*Task list*.
a) From the Wikipedia shortest-path code, copy out the passage that starts at "private static final String BACKWARD_URL_FORMAT" and ends after "the source article.", replacing "breadth-first" with "depth-first".
b) Answer these questions on the Wikipedia shortest-path code:
(i) What version number and date does the class comment give?
(ii) Which string is the space character mapped to in ENCODING_MAP?
(iii) Which algorithm does the comment for findShortestPath name?

*Extract*.
|---|

Finding shortest paths in a Wikipedia article graph using Java

Question

(See also Finding shortest paths in a Wikipedia article graph using Java - second attempt.)

I have this sort of a web crawler that asks for two (English) Wikipedia article titles (the source and the target), and proceeds to compute the shortest path between the two:

package net.coderodde.wikipedia.sp;

import com.google.gson.JsonArray;
import com.google.gson.JsonObject;
import com.google.gson.JsonParser;
import java.util.ArrayDeque;
import java.util.ArrayList;
import java.util.Arrays;
import java.util.Collections;
import java.util.Deque;
import java.util.HashMap;
import java.util.List;
import java.util.Map;
import java.io.IOException;
import java.io.PrintStream;
import java.net.URL;
import java.net.URLEncoder;
import java.nio.charset.Charset;
import org.apache.commons.io.IOUtils;

/**
 * This class implements an unweighted shortest path finder in the Wikipedia 
 * article finder.
 * @author Rodion "rodde" Efremov
 * @version 1.6 (May 28, 2016)
 */
public class PathFinder {

    private static final Map<Character, String> ENCODING_MAP = new HashMap<>();

    static {
        ENCODING_MAP.put(' ', "_");
        ENCODING_MAP.put('"', "%22");
        ENCODING_MAP.put(';', "%3B");
        ENCODING_MAP.put('<', "%3C");
        ENCODING_MAP.put('>', "%3E");

        ENCODING_MAP.put('?', "%3F");
        ENCODING_MAP.put('[', "%5B");
        ENCODING_MAP.put(']', "%5D");
        ENCODING_MAP.put('{', "%7B");
        ENCODING_MAP.put('|', "%7C");

        ENCODING_MAP.put('}', "%7D");
        ENCODING_MAP.put('?', "%3F");
    }

    private static final String FORWARD_URL_FORMAT = 
            "https://en.wikipedia.org/w/api.php" +
            "?action=query" +
            "&titles=%s" + 
            "&prop=links" + 
            "&pllimit=max" + 
            "&format=json";

    private static final String BACKWARD_URL_FORMAT = 
            "https://en.wikipedia.org/w/api.php" +
            "?action=query" +
            "&list=backlinks" +
            "&bltitle=%s" + 
            "&bllimit=max" + 
            "&format=json";

    /**
     * Searches for the shortest path from the Wikipedia article with the title
     * {@code sourceTitle} to the article with the title {@code  targetTitle}.
     * The algorithm is bidirectional breadth-first search.
     * 
     * @param sourceTitle the title of the source article.
     * @param targetTitle the title of the target article.
     * @return the shortest path.
     * @throws IOException may be thrown.
     */
    public List<String> findShortestPath(String sourceTitle, 
                                         String targetTitle,
                                         PrintStream out)

|---|

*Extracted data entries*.
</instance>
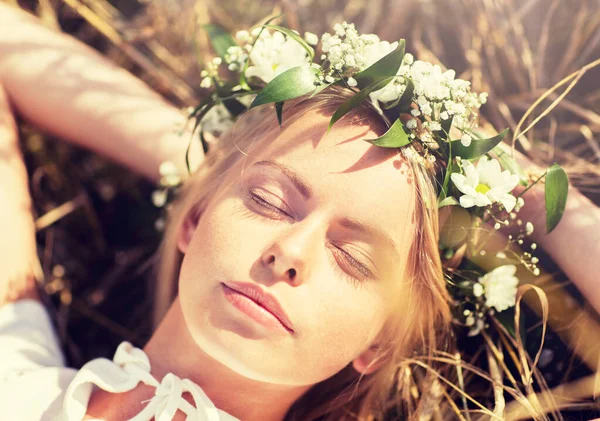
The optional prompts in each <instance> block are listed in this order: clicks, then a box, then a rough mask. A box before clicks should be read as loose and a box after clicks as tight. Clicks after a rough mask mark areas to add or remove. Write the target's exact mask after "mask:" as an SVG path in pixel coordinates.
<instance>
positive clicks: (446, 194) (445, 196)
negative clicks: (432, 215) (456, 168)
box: [438, 143, 454, 202]
mask: <svg viewBox="0 0 600 421" xmlns="http://www.w3.org/2000/svg"><path fill="white" fill-rule="evenodd" d="M453 152H454V151H453V150H452V143H448V165H447V166H446V173H445V174H444V181H443V183H442V190H441V191H440V194H439V195H438V202H440V201H441V202H443V201H444V200H446V198H448V197H450V196H448V190H449V189H450V178H451V177H450V176H451V175H452V172H453V171H454V168H453V165H452V160H453V158H452V153H453Z"/></svg>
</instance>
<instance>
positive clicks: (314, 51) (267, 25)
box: [264, 24, 315, 62]
mask: <svg viewBox="0 0 600 421" xmlns="http://www.w3.org/2000/svg"><path fill="white" fill-rule="evenodd" d="M264 26H265V27H267V28H271V29H274V30H276V31H279V32H281V33H282V34H284V35H287V36H288V37H290V38H291V39H293V40H294V41H296V42H297V43H298V44H300V45H301V46H302V48H304V49H305V50H306V52H307V53H308V56H309V57H310V61H311V62H312V60H313V58H314V57H315V50H314V48H312V47H311V46H310V45H308V43H307V42H306V41H305V40H304V39H303V38H302V37H301V36H300V35H298V34H297V33H295V32H294V31H292V30H291V29H288V28H284V27H282V26H278V25H267V24H265V25H264Z"/></svg>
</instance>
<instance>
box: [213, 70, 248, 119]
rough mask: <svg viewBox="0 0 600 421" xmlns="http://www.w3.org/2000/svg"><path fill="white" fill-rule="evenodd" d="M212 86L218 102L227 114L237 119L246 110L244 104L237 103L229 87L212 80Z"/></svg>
mask: <svg viewBox="0 0 600 421" xmlns="http://www.w3.org/2000/svg"><path fill="white" fill-rule="evenodd" d="M213 85H214V86H215V88H216V91H217V95H218V96H219V101H220V102H221V103H223V105H224V106H225V108H227V111H229V114H231V115H232V116H233V117H237V116H239V115H241V114H242V113H244V112H246V110H247V109H248V108H247V107H246V106H245V105H244V104H242V103H241V102H240V101H238V100H237V99H236V98H235V97H234V96H233V95H232V92H231V88H232V87H231V86H228V85H222V84H221V83H220V82H219V81H218V80H217V79H215V78H213Z"/></svg>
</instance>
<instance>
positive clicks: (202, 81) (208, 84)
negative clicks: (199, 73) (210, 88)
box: [200, 76, 212, 89]
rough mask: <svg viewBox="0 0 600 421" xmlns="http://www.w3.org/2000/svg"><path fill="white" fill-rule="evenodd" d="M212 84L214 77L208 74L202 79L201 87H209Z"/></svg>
mask: <svg viewBox="0 0 600 421" xmlns="http://www.w3.org/2000/svg"><path fill="white" fill-rule="evenodd" d="M211 86H212V79H211V78H209V77H208V76H206V77H205V78H204V79H202V81H201V82H200V87H201V88H204V89H208V88H210V87H211Z"/></svg>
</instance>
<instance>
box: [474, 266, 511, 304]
mask: <svg viewBox="0 0 600 421" xmlns="http://www.w3.org/2000/svg"><path fill="white" fill-rule="evenodd" d="M516 272H517V268H516V266H515V265H504V266H499V267H497V268H496V269H494V270H492V271H491V272H488V273H486V274H485V275H484V276H483V277H482V278H479V282H481V284H482V285H483V289H484V292H485V304H486V305H487V306H488V307H494V308H495V309H496V310H498V311H503V310H506V309H507V308H509V307H512V306H514V305H515V300H516V296H517V286H518V285H519V280H518V279H517V277H516V276H515V273H516Z"/></svg>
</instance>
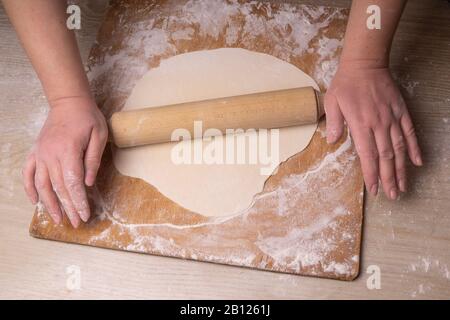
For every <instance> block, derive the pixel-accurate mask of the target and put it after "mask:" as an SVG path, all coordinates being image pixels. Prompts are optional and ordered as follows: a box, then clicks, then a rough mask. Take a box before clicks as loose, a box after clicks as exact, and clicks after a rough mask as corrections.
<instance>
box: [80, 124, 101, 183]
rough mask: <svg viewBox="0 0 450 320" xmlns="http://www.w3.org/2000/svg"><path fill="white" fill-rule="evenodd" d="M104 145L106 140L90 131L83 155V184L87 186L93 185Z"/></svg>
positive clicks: (94, 133)
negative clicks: (87, 142) (89, 136)
mask: <svg viewBox="0 0 450 320" xmlns="http://www.w3.org/2000/svg"><path fill="white" fill-rule="evenodd" d="M105 145H106V138H105V137H103V135H101V134H99V133H98V132H97V131H96V130H95V129H94V130H92V133H91V138H90V140H89V144H88V147H87V149H86V152H85V153H84V183H85V184H86V185H87V186H93V185H94V182H95V178H96V176H97V172H98V168H99V167H100V162H101V160H102V155H103V149H104V148H105Z"/></svg>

|---|

*Answers for this exercise*.
a)
private static final String BACKWARD_URL_FORMAT = 
            "https://en.wikipedia.org/w/api.php" +
            "?action=query" +
            "&list=backlinks" +
            "&bltitle=%s" + 
            "&bllimit=max" + 
            "&format=json";

    /**
     * Searches for the shortest path from the Wikipedia article with the title
     * {@code sourceTitle} to the article with the title {@code  targetTitle}.
     * The algorithm is bidirectional depth-first search.
     * 
     * @param sourceTitle the title of the source article.

b)
(i) Version 1.6, May 28, 2016.
(ii) "_"
(iii) Bidirectional breadth-first search.